Reproduce the data from its beginning through the line containing "264 13 317 48", both ends included. Keep each request, including its sample coordinates, unchanged, and scale every bounding box coordinate in the answers by 0.6, rounding to whole numbers with halves rounded up.

-- BEGIN DATASET EXTRACT --

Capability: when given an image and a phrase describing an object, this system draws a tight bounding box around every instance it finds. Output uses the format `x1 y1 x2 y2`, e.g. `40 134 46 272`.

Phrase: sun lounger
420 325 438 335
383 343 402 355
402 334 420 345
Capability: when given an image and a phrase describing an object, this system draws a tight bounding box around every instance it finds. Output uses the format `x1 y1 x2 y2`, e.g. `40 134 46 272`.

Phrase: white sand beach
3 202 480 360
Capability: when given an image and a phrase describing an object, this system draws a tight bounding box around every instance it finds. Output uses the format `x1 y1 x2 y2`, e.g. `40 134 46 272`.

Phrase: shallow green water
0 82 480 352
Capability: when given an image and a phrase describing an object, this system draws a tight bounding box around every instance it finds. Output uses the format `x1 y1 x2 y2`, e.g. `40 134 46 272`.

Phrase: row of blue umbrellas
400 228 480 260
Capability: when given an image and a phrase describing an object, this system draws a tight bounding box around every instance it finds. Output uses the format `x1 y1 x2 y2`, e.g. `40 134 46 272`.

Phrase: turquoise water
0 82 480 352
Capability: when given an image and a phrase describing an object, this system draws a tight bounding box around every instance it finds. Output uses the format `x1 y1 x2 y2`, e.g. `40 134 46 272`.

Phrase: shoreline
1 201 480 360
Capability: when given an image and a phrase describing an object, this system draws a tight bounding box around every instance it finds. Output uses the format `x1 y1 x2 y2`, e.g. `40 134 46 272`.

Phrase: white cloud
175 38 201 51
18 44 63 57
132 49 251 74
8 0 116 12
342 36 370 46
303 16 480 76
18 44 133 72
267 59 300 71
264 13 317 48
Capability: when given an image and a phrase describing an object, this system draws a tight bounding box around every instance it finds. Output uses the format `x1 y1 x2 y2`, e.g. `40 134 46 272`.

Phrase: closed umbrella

-- END DATASET EXTRACT --

[EXERCISE RESPONSE]
Capability: when given an image and a phrase describing an object, this system draws a tight bounding box around every instance it finds. Output uses the format `x1 y1 x2 y2`, e.g. `40 134 46 272`.

Phrase: sun lounger
252 195 263 201
230 206 241 213
241 200 252 207
Capability: when given an image and a phrase describing an object, this system draws a tight bounding box around every instance it finds. Output uses the format `x1 y1 x2 y2`, e.g. `40 134 46 272`.

Phrase: white sand beach
2 121 288 216
Capability: when given an image and a phrase describing an object, this system draws a tight bounding box around every instance it finds. Output uses the format `x1 y1 x2 y2`, e.g. `40 134 46 272`.

Phrase: shallow green water
0 49 288 211
Capability: when given an image and a phrase describing an object, this system draws a tight bounding box around every instance it finds. Output uses the format `x1 y1 x2 y2`, e.g. `40 134 46 272`.

Phrase: row of blue umbrellas
240 137 288 156
Capability: when given an image and a phrase describing an object, this system draws a tight bounding box around every instance it finds. Output uses the format `x1 y1 x2 y2`, e.g. `40 134 46 272`.

Phrase: turquoise water
0 49 288 211
Capability: when given an image and a phrase describing an object, this system draws a tight bounding box around every instance it finds. Output uses the format `x1 y1 x2 y2`, e.g. `40 134 46 272`.

Phrase: shoreline
1 121 288 216
Capability: when given an image and a phrase describing an object, this system draws a tight bounding box around every instance it finds. Output uses the format `x1 y1 x2 y2`, e.g. `40 134 46 272`.

Phrase: white cloud
105 23 121 31
11 26 38 34
79 29 151 44
5 0 70 7
205 22 222 28
182 10 288 46
11 26 80 43
160 35 180 43
158 8 190 29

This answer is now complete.